Point-per-instance localization data
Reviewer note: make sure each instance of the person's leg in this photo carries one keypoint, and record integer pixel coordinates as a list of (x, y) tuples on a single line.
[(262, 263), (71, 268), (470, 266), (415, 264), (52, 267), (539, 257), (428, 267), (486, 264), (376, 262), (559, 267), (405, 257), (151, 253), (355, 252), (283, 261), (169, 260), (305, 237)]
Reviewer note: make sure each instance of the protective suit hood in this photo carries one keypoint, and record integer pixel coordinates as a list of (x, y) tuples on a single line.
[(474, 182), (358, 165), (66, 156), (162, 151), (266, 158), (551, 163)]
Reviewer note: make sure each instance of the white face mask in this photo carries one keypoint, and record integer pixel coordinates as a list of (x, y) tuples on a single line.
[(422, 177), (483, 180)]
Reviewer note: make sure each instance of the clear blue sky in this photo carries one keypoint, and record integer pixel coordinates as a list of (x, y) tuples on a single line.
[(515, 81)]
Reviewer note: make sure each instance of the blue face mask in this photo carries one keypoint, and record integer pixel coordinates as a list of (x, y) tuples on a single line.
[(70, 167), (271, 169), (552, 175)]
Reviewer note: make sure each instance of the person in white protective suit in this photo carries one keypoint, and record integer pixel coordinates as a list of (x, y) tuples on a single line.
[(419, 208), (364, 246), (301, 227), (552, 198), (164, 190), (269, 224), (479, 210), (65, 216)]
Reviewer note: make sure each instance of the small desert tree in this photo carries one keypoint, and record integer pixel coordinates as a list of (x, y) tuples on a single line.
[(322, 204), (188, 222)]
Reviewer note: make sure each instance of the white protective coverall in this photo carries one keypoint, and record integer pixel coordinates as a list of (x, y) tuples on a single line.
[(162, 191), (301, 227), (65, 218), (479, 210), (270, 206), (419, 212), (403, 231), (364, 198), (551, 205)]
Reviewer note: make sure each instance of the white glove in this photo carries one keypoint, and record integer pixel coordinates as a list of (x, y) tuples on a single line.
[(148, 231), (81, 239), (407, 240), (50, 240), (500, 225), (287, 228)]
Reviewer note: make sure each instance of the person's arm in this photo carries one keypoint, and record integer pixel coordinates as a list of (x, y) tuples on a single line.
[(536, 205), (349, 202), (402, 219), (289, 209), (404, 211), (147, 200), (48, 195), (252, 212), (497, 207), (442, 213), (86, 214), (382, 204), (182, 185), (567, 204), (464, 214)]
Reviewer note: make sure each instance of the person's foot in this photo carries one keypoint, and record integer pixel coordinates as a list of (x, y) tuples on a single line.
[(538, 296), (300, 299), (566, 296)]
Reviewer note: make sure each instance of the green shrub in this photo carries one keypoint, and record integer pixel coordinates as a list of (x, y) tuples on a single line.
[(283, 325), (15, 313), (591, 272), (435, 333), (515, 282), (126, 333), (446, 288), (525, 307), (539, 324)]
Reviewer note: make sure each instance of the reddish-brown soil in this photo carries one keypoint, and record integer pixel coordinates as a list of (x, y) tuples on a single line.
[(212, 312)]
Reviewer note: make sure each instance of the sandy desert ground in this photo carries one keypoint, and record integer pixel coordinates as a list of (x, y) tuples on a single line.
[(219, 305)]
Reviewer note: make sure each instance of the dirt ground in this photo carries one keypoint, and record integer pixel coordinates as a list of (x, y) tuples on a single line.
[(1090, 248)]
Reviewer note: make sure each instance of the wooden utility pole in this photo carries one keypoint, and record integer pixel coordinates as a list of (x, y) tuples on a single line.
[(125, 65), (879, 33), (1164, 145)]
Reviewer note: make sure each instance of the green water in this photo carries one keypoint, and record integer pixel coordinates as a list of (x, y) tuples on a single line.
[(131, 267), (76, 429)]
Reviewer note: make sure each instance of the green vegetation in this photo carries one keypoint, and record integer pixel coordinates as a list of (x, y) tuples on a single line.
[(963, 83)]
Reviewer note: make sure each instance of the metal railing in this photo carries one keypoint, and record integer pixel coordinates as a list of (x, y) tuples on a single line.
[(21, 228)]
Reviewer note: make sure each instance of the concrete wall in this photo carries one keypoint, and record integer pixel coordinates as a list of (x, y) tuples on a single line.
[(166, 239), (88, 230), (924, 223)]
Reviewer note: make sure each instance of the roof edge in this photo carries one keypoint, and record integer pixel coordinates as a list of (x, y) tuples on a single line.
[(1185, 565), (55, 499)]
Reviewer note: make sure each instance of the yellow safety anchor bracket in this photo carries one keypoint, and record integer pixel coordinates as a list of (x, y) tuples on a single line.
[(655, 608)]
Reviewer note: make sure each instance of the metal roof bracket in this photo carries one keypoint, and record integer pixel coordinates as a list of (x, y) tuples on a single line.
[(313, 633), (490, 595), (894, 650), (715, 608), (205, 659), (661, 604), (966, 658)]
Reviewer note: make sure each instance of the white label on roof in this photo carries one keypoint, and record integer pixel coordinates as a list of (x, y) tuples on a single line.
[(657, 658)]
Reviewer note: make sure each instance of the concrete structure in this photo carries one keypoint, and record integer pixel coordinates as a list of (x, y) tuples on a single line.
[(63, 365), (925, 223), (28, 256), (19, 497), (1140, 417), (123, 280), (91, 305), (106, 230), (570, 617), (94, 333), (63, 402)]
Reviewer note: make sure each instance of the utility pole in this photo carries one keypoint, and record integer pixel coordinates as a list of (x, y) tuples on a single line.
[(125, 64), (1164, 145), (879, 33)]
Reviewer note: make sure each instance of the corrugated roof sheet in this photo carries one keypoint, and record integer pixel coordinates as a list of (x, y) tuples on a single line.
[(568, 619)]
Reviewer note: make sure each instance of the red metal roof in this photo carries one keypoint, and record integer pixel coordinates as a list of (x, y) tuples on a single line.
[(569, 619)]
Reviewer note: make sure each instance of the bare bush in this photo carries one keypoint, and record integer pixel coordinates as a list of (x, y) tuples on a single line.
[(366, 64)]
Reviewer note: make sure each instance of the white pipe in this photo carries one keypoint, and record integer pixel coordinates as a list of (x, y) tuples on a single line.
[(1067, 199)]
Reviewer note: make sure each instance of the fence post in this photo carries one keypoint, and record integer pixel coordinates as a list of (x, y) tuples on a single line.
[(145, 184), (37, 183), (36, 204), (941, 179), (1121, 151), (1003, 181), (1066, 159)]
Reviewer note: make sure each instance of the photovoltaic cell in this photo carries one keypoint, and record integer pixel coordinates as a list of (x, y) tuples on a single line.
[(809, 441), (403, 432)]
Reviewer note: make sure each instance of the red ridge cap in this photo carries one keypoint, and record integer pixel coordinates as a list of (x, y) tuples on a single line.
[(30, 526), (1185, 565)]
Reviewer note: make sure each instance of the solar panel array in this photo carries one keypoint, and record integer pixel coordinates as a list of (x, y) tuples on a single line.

> [Activity]
Print each entry exactly as it was written.

> [Solution to the problem]
Reviewer note: make sure each instance of the person's leg in this photo carries one keypoint, and record integer pixel coordinates as a list of (x, y) tuples on a single line.
[(262, 263), (71, 268), (470, 266), (415, 264), (52, 267), (539, 257), (428, 267), (486, 264), (376, 262), (559, 267), (405, 257), (151, 253), (355, 252), (283, 261), (169, 260), (305, 237)]
Reviewer note: make sure each instance of the protective suit hood in this photo carries one keypoint, and record integer pixel coordinates as a list of (x, y) tuples on a single line.
[(474, 182), (358, 165), (66, 156), (162, 151), (266, 158), (551, 163)]
Reviewer note: make sure each instance of the white face mask in this photo carries one keypoint, and record integer pixel coordinates as a list of (x, y) tuples on a single line.
[(422, 177), (483, 180)]
Reviewer note: make sure each instance of the clear blue sky in this photo carries one keypoint, and record integer pixel coordinates as a list of (x, y) tuples on a single line.
[(515, 81)]
Reviewer note: make sure each instance of the blue face mask in this photo carries one keypoint, and record integer pixel coordinates as a list of (x, y) tuples on a single line.
[(70, 167), (271, 169), (552, 175)]
Reviewer note: make sure each instance of the person in white protective suit in this photo carries one keypoint, and record integer pixel coordinates as a list of (x, y) tuples on a single line.
[(419, 208), (364, 246), (301, 227), (552, 198), (164, 190), (269, 224), (479, 210), (65, 216)]
Reviewer note: make sure each instance of the small desert tree in this photo carries one keypoint, and record integer pixel coordinates as a list of (x, y) tuples on a single line.
[(322, 204), (188, 222)]
Reviewer note: make sure each instance of the white protective coverall in this photo carries one keypoint, and record integer pixel coordinates as a list of (x, y) tuples on a single line.
[(162, 191), (301, 227), (65, 218), (479, 210), (270, 206), (419, 212), (403, 231), (364, 198), (551, 205)]
Reviewer note: make sure each instance of the white glove in this photo carries one keypoint, and record integer pixel coordinates as a list of (x, y) tuples on a single line.
[(148, 231), (81, 239), (407, 240), (50, 240), (500, 225), (287, 228)]
Reviewer note: make sure each instance of the person's arm in this photo carries one keypoint, and record integer pixel coordinates as a list of (x, y) tuples on a single line.
[(536, 205), (349, 202), (402, 219), (289, 209), (404, 211), (147, 200), (48, 195), (252, 212), (497, 207), (442, 213), (86, 214), (382, 204), (182, 185), (567, 204), (464, 214)]
Reviewer note: make sure each instance of the person's foot in this photo carries one keypoint, and record integer pixel coordinates as a list of (x, y) tuples on a single line.
[(538, 296), (300, 299), (566, 296)]
Reviewer note: make sure each instance of the green shrub in this photo carries one keypoint, and record integer pixel coordinates as a list of (x, y) tuples on a single line.
[(283, 325), (15, 313), (591, 272), (435, 333), (515, 282), (126, 333), (446, 288), (525, 307), (539, 324)]
Reviewer note: make sure each instance of the reddish-brown soil in this photo carries one keypoint, and record integer pixel coordinates as a list of (x, y) tuples on a single line.
[(212, 312)]
Reviewer note: make sure each instance of the sandy desert ground in this photo carries one keypoint, and record integer pixel coordinates as a list of (x, y) tuples on a single line.
[(219, 305)]
Reviewer note: make sure each instance of the dirt ground in this photo carries one keypoint, and record integer pixel coordinates as a list of (x, y) tuples on a single line.
[(1090, 248)]
Reviewer note: make sure each instance of the wooden utility pole in this photo carries one keypoint, and record integer pixel coordinates as a list of (x, y) tuples on a single line.
[(125, 65), (879, 33), (1164, 145)]
Reviewer note: make sure each instance of the green water in this photo carries one keypoint, and record integer pixel coordinates as a list of (x, y) tuples on a single line.
[(131, 267), (76, 429)]
Reviewer note: make sure each instance of the green vegetation in this photo carries one keypoint, and record integer pixel coordinates as a list of (x, y) tuples on a single line.
[(963, 83)]
Reviewer note: make sure each instance of the metal railing in this photo carries one keypoint, and record integer pixel coordinates as a list of (x, y) tuples on a single line.
[(21, 228)]
Reviewer note: make sure each instance of the concrete wall in this photo carries one keypoint, and record integer pixel coordinates as a list of (x, y) tuples on a single line.
[(166, 239), (88, 230), (924, 223)]
Reviewer note: make sure each instance of the roof edge in this photo carries one keypoint, and record integer pixel coordinates as a list of (x, y) tuples on a single line.
[(1185, 565), (55, 499)]
Reviewer note: make sure each instance of the yellow safety anchor bracket in this photo carries one keypoint, and record integer pixel coordinates as a list of (x, y) tuples on a single line.
[(655, 608)]
Reviewer note: make sure each instance of the metal roof bracket in this photo carries one keypoint, and record integer pixel coordinates as a list of (x, y) tuples on a single line.
[(313, 633), (490, 595), (894, 650), (715, 608), (205, 659), (661, 604), (966, 658)]
Reviewer note: make sure each instance of the white label on roof in this photo carries one keypoint, and record integer pixel coordinates as a list of (x, y) tuples on a single line.
[(657, 658)]
Reviewer note: make sure each instance of the concrete structure in this photo carries one keypoint, and record integer pixel coordinates as a list of (x, y) tuples on a single line.
[(63, 365), (925, 223), (28, 256), (19, 497), (1140, 417), (123, 280), (91, 305), (106, 230), (570, 617), (94, 333), (63, 402)]
Reviewer note: make sure each instance of the utility pole in this photo carries one keypoint, and record integer pixel coordinates as a list of (x, y) tuples on a single line.
[(125, 64), (1164, 145), (879, 33)]
Reviewer note: make sure each instance of the corrugated roof sheet in this photo carries one keypoint, and record integer pixel coordinates as a list of (x, y) tuples on a single line.
[(568, 619)]
Reviewer note: make sure each instance of the red metal roof in this photo carries one keypoint, and record integer pixel coordinates as a list of (x, y) tuples on a single line.
[(569, 619)]
Reviewer note: make sure each instance of the bare bush in this photo carries one keypoint, and record integer pixel coordinates as a list of (x, y) tuples on a single line.
[(366, 64)]
Reviewer note: make sure each instance of the white pipe in this photo carries one keypoint, and record integer pixel coordinates as a list of (x, y) tuples on a single line.
[(1067, 199)]
Reviewer note: make sure each instance of the fence post in this photo carries one keypoint, and record integer pixel coordinates as a list of (x, y) tuples on a single line.
[(145, 184), (37, 183), (36, 204), (941, 179), (1121, 151), (1003, 181), (1066, 159)]
Reviewer note: make sure each instance of the photovoltaic cell in this photo carries one keypoint, and record integer pixel coordinates as a list of (x, y) tuples on a single line.
[(809, 441), (403, 432)]
Reviewer note: make sure each instance of the red ridge cap in this photo carries one keypoint, and record integer pixel coordinates as a list of (x, y) tuples on a single line.
[(30, 526), (1185, 565)]
Reviewer note: make sure each instance of the solar panel array in this photo carries one keypoint, and record integer pixel coordinates as a list of (x, y) tuples on a single line.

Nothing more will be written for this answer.